→ **Document text**

========

By Noah Mallin
Here's the last installment of our survey featuring 1968's best albums.
11) The Kinks – Village Green Preservation Society
The Kinks were one of The Beatles most serious rivals in 1964, with singer Ray Davies capable of writing more and better songs than the Stones still nascent Jagger-Richards combo. By 1968 a dispute with the musicians union in the United States was preventing them from touring and a whole spate of other bands and sounds had eclipsed Ray Davies' still formidable writing prowess and his brother Dave's guitar skills. Village Green was The Kinks turning their backs on the United States and centering their songs on particularly British subjects emerging with a record that was a commercial flop but has become the most beloved in their venerable catalog.

========

→ **Material shown**
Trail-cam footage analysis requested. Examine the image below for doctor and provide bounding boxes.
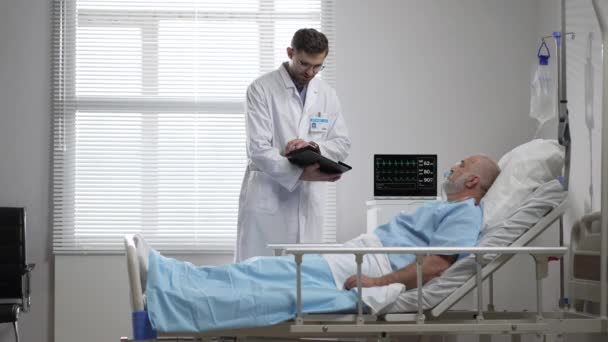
[235,29,350,262]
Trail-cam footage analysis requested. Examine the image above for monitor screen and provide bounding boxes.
[374,154,437,197]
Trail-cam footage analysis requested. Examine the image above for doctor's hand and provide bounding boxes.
[285,139,309,155]
[344,275,382,290]
[300,163,342,182]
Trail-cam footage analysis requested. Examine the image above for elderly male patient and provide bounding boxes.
[135,155,500,332]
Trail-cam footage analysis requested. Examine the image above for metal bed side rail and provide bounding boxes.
[125,234,144,311]
[431,198,568,317]
[285,246,568,326]
[267,243,344,256]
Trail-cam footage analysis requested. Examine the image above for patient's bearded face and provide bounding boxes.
[442,173,468,195]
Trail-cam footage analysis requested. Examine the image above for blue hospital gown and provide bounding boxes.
[374,199,483,271]
[146,251,357,332]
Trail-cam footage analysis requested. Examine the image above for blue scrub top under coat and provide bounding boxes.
[374,198,483,271]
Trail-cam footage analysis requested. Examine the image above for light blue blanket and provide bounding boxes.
[146,251,357,332]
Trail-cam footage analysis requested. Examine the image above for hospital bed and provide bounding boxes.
[121,1,608,341]
[124,181,605,341]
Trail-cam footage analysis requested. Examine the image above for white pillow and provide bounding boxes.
[481,139,564,228]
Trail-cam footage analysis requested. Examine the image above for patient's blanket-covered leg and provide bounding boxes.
[146,251,357,332]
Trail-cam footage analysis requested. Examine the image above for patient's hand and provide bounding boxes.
[344,275,382,290]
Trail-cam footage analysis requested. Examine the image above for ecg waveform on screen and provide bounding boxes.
[374,155,437,196]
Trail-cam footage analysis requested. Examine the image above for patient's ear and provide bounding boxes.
[464,175,479,189]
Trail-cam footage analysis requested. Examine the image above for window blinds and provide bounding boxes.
[53,0,336,253]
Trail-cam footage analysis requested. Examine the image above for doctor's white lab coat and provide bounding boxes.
[235,65,350,262]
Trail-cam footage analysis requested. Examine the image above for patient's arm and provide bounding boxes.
[344,255,456,290]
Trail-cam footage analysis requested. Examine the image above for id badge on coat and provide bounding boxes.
[310,113,329,133]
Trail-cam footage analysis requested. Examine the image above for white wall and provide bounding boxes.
[0,0,52,342]
[336,0,538,241]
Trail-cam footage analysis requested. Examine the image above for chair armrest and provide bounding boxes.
[21,264,36,312]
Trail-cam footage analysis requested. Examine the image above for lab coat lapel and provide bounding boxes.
[298,78,319,137]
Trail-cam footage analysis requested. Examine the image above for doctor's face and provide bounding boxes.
[287,47,327,86]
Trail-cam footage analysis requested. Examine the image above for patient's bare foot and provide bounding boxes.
[133,234,152,292]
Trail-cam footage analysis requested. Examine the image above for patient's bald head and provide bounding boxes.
[443,154,500,203]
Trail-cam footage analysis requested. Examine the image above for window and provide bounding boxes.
[53,0,336,253]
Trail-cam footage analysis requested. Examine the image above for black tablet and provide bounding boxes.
[286,146,352,173]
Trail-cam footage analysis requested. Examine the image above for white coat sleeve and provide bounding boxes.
[318,89,351,161]
[245,83,303,191]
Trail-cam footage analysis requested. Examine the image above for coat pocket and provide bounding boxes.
[245,171,280,214]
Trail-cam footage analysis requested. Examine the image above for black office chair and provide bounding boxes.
[0,207,34,342]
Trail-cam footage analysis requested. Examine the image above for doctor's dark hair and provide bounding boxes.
[291,28,329,56]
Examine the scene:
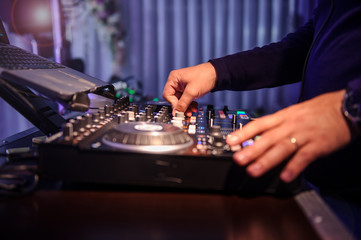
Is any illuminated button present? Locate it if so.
[218,111,226,119]
[188,125,196,134]
[190,116,197,124]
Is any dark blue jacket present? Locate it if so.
[210,0,361,190]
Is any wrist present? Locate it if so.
[342,86,361,138]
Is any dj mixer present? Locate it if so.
[39,97,299,195]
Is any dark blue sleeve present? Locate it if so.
[210,20,314,91]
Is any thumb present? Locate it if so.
[173,88,194,115]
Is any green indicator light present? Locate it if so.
[237,111,246,115]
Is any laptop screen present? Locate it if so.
[0,18,9,44]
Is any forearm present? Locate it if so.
[210,21,314,91]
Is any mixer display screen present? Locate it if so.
[39,97,295,194]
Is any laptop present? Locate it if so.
[0,18,115,112]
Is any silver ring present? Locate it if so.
[289,137,298,149]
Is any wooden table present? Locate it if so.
[0,190,318,240]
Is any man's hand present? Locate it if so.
[163,63,217,116]
[227,90,351,182]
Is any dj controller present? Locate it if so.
[39,97,299,195]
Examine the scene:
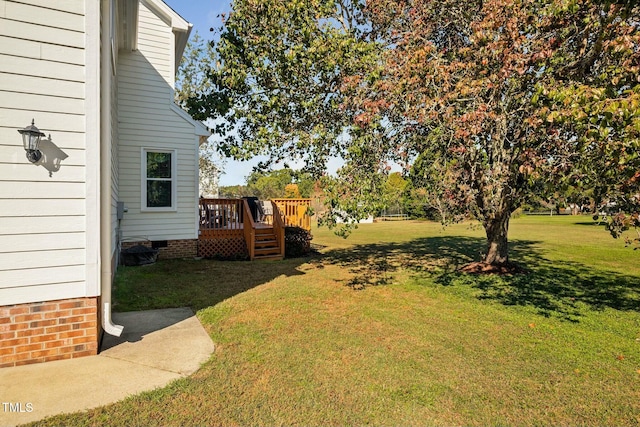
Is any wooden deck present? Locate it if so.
[198,199,311,260]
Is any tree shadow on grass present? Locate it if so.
[114,258,308,312]
[323,236,640,321]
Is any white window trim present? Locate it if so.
[140,147,178,212]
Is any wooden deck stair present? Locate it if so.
[253,227,284,261]
[198,198,311,260]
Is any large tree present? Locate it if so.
[189,0,640,268]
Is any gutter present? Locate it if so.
[100,0,124,337]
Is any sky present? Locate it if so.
[164,0,250,186]
[164,0,342,186]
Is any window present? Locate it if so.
[142,148,176,211]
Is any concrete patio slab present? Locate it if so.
[0,308,214,426]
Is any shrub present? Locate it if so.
[284,227,313,258]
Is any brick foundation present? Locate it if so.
[122,239,198,259]
[0,297,99,368]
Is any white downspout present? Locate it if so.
[100,0,124,337]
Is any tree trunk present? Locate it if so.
[482,211,511,266]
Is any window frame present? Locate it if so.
[140,147,178,212]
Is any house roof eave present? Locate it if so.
[171,102,211,138]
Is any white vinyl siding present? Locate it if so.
[117,2,198,241]
[0,0,89,306]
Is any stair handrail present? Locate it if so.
[271,200,285,258]
[242,199,256,261]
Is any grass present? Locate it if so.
[27,217,640,426]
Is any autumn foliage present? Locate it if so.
[191,0,640,270]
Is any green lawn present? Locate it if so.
[30,217,640,426]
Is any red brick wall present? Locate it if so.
[122,239,198,259]
[0,298,99,368]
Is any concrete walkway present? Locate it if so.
[0,308,214,426]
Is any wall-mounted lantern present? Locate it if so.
[18,119,44,163]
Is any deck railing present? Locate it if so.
[242,199,256,261]
[200,199,244,239]
[271,201,285,258]
[272,199,311,230]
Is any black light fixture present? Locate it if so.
[18,119,44,163]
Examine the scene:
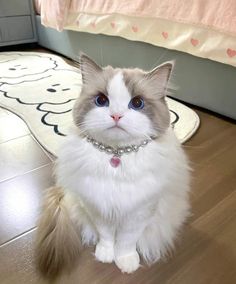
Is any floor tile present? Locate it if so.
[0,114,30,143]
[0,107,11,117]
[0,232,43,284]
[0,164,54,245]
[0,135,51,181]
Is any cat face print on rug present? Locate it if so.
[36,52,190,278]
[0,52,57,83]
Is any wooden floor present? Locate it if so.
[0,50,236,284]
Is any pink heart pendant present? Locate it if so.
[110,156,121,168]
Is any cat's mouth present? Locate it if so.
[108,124,127,132]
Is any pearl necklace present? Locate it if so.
[86,136,152,168]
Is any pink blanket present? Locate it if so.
[38,0,236,65]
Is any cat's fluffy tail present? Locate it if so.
[35,187,81,279]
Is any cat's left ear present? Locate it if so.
[79,53,103,84]
[145,61,174,97]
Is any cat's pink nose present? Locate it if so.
[111,114,122,122]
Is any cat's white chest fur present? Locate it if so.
[56,127,186,219]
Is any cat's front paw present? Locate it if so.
[95,242,114,263]
[115,252,140,273]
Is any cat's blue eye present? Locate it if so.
[129,96,144,110]
[95,93,109,107]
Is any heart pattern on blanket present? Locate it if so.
[226,48,236,57]
[132,26,138,33]
[111,22,116,29]
[161,32,169,39]
[190,38,199,46]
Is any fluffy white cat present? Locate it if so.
[37,55,189,276]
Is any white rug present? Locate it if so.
[0,52,199,156]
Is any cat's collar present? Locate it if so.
[86,136,153,157]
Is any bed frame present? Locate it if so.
[36,16,236,119]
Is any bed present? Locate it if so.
[35,0,236,119]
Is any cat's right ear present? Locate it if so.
[79,53,102,84]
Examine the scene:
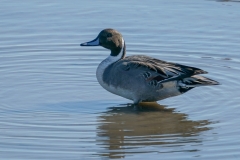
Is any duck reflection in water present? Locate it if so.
[94,102,210,158]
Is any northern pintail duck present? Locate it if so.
[81,29,219,104]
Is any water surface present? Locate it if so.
[0,0,240,160]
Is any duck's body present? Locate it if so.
[81,29,219,104]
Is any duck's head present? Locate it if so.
[80,29,126,56]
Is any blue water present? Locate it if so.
[0,0,240,160]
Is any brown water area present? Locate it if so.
[0,0,240,160]
[97,103,210,158]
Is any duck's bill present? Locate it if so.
[80,37,99,46]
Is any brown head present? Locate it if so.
[80,29,125,56]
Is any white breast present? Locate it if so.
[96,40,134,100]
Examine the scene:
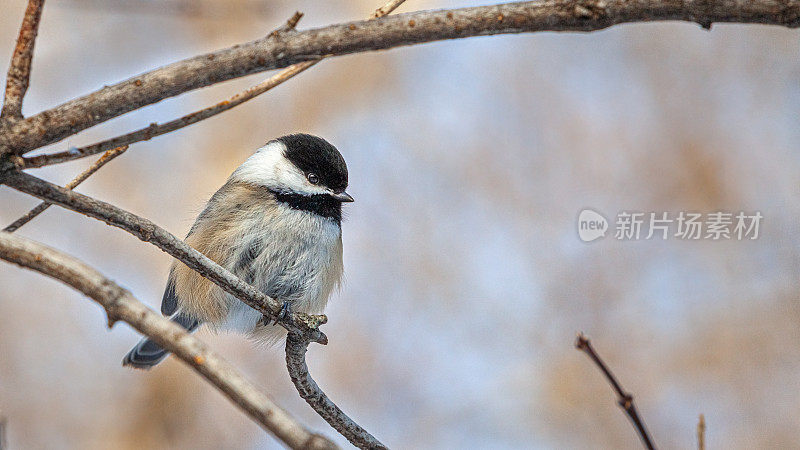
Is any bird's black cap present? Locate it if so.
[277,133,347,192]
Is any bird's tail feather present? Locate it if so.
[122,312,200,369]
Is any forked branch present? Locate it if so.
[0,170,328,344]
[0,0,44,120]
[0,232,337,449]
[3,145,128,233]
[0,0,800,155]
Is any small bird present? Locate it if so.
[123,134,353,369]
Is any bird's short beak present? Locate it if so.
[331,191,354,203]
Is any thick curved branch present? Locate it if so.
[286,333,387,449]
[0,232,337,449]
[0,0,800,154]
[0,0,44,120]
[0,170,328,344]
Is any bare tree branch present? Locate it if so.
[0,411,8,450]
[575,333,655,450]
[0,232,337,449]
[697,414,706,450]
[23,0,405,168]
[3,145,128,233]
[0,170,328,344]
[23,61,318,169]
[0,0,800,154]
[0,0,44,120]
[286,333,387,449]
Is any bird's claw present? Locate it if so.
[261,301,291,326]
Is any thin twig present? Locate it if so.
[0,232,337,449]
[697,414,706,450]
[23,0,384,169]
[3,145,128,233]
[0,0,800,155]
[20,11,306,169]
[286,333,386,449]
[575,333,655,450]
[0,0,44,120]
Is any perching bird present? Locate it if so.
[123,134,353,369]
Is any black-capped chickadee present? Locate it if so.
[123,134,353,368]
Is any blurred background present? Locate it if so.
[0,0,800,449]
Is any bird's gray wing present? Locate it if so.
[161,271,178,316]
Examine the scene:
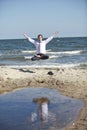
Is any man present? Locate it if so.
[23,32,58,60]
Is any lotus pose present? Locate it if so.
[23,32,58,60]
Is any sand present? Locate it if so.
[0,66,87,130]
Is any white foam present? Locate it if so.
[47,50,82,55]
[5,63,80,69]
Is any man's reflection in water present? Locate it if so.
[31,97,50,122]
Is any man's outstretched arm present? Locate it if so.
[46,32,59,44]
[23,33,35,44]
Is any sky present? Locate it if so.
[0,0,87,39]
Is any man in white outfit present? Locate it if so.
[23,32,58,60]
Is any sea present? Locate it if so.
[0,37,87,67]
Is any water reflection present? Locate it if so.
[0,88,83,130]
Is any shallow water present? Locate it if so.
[0,88,83,130]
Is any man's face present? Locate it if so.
[38,36,43,42]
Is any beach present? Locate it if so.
[0,66,87,130]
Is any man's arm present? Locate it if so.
[45,32,59,44]
[23,33,35,44]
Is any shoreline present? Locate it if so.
[0,66,87,130]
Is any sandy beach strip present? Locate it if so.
[0,66,87,130]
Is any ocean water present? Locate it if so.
[0,37,87,67]
[0,88,84,130]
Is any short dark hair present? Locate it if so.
[37,34,43,38]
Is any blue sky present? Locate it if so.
[0,0,87,39]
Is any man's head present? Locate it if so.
[38,34,43,42]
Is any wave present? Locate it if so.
[21,50,36,53]
[7,63,87,68]
[24,55,59,60]
[47,50,84,55]
[21,49,51,53]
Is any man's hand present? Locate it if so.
[53,32,59,37]
[23,33,28,38]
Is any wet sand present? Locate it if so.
[0,66,87,130]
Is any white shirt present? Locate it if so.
[28,36,53,54]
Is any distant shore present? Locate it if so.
[0,66,87,130]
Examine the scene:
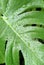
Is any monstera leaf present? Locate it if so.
[0,0,44,65]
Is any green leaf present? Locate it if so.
[0,0,44,65]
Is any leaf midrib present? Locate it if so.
[2,16,41,61]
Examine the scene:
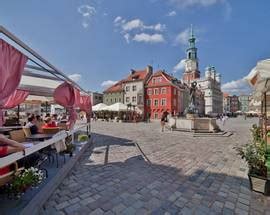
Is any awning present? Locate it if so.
[245,59,270,100]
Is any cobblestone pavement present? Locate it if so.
[44,119,270,215]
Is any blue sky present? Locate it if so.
[0,0,270,93]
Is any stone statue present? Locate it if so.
[184,81,198,114]
[189,81,197,107]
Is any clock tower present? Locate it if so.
[183,26,200,84]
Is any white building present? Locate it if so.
[88,92,103,106]
[196,66,223,115]
[180,25,223,115]
[124,66,153,113]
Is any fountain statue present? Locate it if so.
[185,81,198,118]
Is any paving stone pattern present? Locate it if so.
[44,119,270,215]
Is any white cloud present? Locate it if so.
[221,78,251,94]
[113,16,122,24]
[68,73,82,82]
[169,0,232,20]
[170,0,223,8]
[133,33,165,43]
[174,28,190,45]
[166,10,176,16]
[119,18,166,32]
[113,16,166,43]
[173,59,186,73]
[77,5,96,28]
[124,33,130,43]
[101,80,117,88]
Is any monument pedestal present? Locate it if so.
[169,114,220,133]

========

→ **Things to do**
a) In the passage on The Kinks album, what was keeping the band from touring in the United States by 1968?
b) Reproduce the Kinks passage from "By Noah Mallin" to "their venerable catalog.".

→ **Outputs**
a) A dispute with the musicians union in the United States.

b)
By Noah Mallin
Here's the last installment of our survey featuring 1968's best albums.
11) The Kinks – Village Green Preservation Society
The Kinks were one of The Beatles most serious rivals in 1964, with singer Ray Davies capable of writing more and better songs than the Stones still nascent Jagger-Richards combo. By 1968 a dispute with the musicians union in the United States was preventing them from touring and a whole spate of other bands and sounds had eclipsed Ray Davies' still formidable writing prowess and his brother Dave's guitar skills. Village Green was The Kinks turning their backs on the United States and centering their songs on particularly British subjects emerging with a record that was a commercial flop but has become the most beloved in their venerable catalog.